Work to be completed -
Extract the mailing-list reply about finding a GSoC 2015 mentor, reproducing every line of it verbatim and in full.

[BEGIN Document excerpt]

Re: Fwd: LOOKING OUT FOR A MENTOR FOR GSOC 2015

Sarang Shrivastava Tue, 07 Apr 2015 10:01:06 -0700

Hello Kevin,

Looking forward to hear from you soon !
Is there any other mode of communication that we can use ?? What do you
suggest ? I guess Skype or Google hangout should solve the issue.


Cheers,
Sarang

On Mon, Apr 6, 2015 at 3:07 PM, Sarang Shrivastava <[email protected]>
wrote:

> Hello Kevin,
>
> Sorry for the late reply, was out of town actually.Well the answers to
> your queries are ( I have tried answering them but I am not sure about
> their correctness ) :-
>
> So presently SA uses Bayesian classifier together with some additional DNS
> filters to check for Spam.
> Firstly the present SA doesn't use any of the neural nets model that I
> have listed in my proposal.Secondly the new words that are not present in
> the Bayes database, SA assigns a very high probability to it. But there are
> chances that together with some garbage there can be a meaning full message
> along with it.
>
> Regarding the plugins, what I think is going with multiple plugins within
> a module named statistical classifier. So , this module will contain all
> the plugins for the models that I have listed together. By default, The
> model that gives the best result out of the listed models will be on. But
> the user will be given the flexibility to choose from a range of
> statistical plugins to choose from, so that if in the future any additional
> methods together with present methods give a better result, so that plugin
> can be switched on.

[END Document excerpt]
[BEGIN Dataset excerpts]

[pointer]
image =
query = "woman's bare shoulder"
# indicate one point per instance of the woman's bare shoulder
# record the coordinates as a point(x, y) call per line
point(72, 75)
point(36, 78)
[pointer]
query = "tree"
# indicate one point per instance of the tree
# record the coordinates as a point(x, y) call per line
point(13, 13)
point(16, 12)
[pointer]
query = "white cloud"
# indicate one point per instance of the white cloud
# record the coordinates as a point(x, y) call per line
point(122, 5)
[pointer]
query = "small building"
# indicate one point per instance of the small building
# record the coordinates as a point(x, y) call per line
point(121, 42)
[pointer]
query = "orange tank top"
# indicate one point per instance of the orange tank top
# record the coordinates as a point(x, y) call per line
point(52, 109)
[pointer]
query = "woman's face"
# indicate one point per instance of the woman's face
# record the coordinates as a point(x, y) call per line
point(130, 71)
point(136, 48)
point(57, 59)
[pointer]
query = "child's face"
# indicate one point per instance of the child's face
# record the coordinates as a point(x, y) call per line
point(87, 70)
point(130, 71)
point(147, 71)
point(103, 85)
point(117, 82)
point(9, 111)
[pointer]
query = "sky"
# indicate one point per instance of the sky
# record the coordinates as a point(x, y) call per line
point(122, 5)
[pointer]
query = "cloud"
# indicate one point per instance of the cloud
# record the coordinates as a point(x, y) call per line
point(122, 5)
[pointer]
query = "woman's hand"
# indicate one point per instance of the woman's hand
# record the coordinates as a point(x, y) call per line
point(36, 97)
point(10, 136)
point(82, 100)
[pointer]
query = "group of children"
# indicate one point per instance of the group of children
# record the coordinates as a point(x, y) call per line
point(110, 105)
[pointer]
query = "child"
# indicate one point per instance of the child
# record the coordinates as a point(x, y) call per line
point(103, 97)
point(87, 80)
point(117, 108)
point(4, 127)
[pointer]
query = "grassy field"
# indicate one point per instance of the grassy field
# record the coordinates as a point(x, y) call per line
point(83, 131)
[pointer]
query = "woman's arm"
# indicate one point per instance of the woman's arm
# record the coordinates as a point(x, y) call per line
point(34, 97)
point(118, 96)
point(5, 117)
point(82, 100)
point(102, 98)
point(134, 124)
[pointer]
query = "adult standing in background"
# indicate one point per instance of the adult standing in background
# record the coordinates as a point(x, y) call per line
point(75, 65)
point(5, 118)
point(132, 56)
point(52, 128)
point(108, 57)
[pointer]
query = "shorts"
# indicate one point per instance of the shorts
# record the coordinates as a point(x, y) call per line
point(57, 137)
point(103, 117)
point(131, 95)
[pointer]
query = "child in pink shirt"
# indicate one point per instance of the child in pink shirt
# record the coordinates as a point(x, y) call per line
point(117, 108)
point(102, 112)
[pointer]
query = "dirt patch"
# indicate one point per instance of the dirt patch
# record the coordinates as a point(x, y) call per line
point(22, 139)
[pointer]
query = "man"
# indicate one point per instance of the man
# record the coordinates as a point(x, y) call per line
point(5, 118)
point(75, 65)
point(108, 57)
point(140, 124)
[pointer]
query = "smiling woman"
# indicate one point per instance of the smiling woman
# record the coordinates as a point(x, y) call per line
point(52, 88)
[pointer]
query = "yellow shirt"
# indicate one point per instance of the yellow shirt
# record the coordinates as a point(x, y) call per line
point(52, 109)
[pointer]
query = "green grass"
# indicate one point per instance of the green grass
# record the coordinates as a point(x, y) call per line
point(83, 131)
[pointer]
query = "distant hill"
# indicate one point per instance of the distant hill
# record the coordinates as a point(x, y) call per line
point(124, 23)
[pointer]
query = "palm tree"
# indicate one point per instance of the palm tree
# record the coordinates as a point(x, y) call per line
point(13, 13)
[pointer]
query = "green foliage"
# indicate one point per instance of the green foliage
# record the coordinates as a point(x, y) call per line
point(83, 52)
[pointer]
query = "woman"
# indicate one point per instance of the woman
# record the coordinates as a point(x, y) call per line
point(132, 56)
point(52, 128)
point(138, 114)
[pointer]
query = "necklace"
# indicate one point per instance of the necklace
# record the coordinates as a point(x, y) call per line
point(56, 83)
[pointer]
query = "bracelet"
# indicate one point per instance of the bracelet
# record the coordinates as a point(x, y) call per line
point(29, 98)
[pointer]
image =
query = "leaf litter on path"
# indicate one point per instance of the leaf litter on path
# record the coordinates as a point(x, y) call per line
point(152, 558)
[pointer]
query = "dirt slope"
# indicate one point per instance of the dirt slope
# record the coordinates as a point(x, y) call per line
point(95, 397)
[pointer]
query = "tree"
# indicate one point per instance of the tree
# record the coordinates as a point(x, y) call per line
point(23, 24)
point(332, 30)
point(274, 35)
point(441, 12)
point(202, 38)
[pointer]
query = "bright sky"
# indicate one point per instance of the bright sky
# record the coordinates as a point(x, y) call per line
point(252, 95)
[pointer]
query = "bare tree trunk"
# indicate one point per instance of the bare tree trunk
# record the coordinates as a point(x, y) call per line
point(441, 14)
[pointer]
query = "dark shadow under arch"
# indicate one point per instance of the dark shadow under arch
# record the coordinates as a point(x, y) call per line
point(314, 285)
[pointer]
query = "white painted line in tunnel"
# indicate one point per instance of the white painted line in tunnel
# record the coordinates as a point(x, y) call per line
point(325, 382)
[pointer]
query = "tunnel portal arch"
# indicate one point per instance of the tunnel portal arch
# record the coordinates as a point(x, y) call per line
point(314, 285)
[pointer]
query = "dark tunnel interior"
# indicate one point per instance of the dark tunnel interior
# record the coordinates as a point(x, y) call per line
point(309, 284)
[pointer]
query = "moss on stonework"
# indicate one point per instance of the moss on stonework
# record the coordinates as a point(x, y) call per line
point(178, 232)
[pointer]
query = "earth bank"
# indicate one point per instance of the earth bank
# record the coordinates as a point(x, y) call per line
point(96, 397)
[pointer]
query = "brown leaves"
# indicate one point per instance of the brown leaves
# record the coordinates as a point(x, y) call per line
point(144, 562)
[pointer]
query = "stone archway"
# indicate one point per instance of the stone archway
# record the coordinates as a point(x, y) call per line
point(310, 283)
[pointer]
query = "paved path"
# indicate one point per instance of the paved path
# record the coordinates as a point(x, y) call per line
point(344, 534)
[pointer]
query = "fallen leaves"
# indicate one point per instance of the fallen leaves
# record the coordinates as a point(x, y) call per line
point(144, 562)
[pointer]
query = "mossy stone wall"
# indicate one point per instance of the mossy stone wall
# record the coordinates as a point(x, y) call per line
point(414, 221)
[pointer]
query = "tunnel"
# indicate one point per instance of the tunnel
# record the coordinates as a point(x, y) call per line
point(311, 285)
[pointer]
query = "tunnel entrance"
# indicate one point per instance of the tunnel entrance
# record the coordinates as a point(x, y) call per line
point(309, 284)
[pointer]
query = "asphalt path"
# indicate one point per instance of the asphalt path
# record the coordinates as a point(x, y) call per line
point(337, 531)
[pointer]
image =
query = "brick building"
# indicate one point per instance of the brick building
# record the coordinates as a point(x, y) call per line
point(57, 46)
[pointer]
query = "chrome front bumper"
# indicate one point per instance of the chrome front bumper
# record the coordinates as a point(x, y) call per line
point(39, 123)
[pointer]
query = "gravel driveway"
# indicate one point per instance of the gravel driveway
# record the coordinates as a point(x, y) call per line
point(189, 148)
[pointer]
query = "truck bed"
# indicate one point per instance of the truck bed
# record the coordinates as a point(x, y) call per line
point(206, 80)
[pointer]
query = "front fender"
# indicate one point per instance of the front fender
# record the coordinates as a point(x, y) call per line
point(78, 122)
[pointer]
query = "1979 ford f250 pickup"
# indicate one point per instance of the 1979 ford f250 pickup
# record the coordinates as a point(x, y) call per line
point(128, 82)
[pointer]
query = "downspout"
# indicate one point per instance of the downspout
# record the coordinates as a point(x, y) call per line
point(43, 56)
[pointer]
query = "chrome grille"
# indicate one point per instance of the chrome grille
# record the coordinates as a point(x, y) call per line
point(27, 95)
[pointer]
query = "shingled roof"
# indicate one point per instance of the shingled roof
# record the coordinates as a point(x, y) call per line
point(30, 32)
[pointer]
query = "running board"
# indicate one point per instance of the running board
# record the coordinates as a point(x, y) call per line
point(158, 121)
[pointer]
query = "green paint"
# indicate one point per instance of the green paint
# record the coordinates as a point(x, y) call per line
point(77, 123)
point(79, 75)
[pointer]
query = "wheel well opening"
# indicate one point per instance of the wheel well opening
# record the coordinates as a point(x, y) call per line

[END Dataset excerpts]

Completed task -
Re: Fwd: LOOKING OUT FOR A MENTOR FOR GSOC 2015

Sarang Shrivastava Tue, 07 Apr 2015 10:01:06 -0700

Hello Kevin,

Looking forward to hear from you soon !
Is there any other mode of communication that we can use ?? What do you
suggest ? I guess Skype or Google hangout should solve the issue.


Cheers,
Sarang

On Mon, Apr 6, 2015 at 3:07 PM, Sarang Shrivastava <[email protected]>
wrote:

> Hello Kevin,
>
> Sorry for the late reply, was out of town actually.Well the answers to
> your queries are ( I have tried answering them but I am not sure about
> their correctness ) :-
>
> So presently SA uses Bayesian classifier together with some additional DNS
> filters to check for Spam.
> Firstly the present SA doesn't use any of the neural nets model that I
> have listed in my proposal.Secondly the new words that are not present in
> the Bayes database, SA assigns a very high probability to it. But there are
> chances that together with some garbage there can be a meaning full message
> along with it.
>
> Regarding the plugins, what I think is going with multiple plugins within
> a module named statistical classifier. So , this module will contain all
> the plugins for the models that I have listed together. By default, The
> model that gives the best result out of the listed models will be on. But
> the user will be given the flexibility to choose from a range of
> statistical plugins to choose from, so that if in the future any additional
> methods together with present methods give a better result, so that plugin
> can be switched on.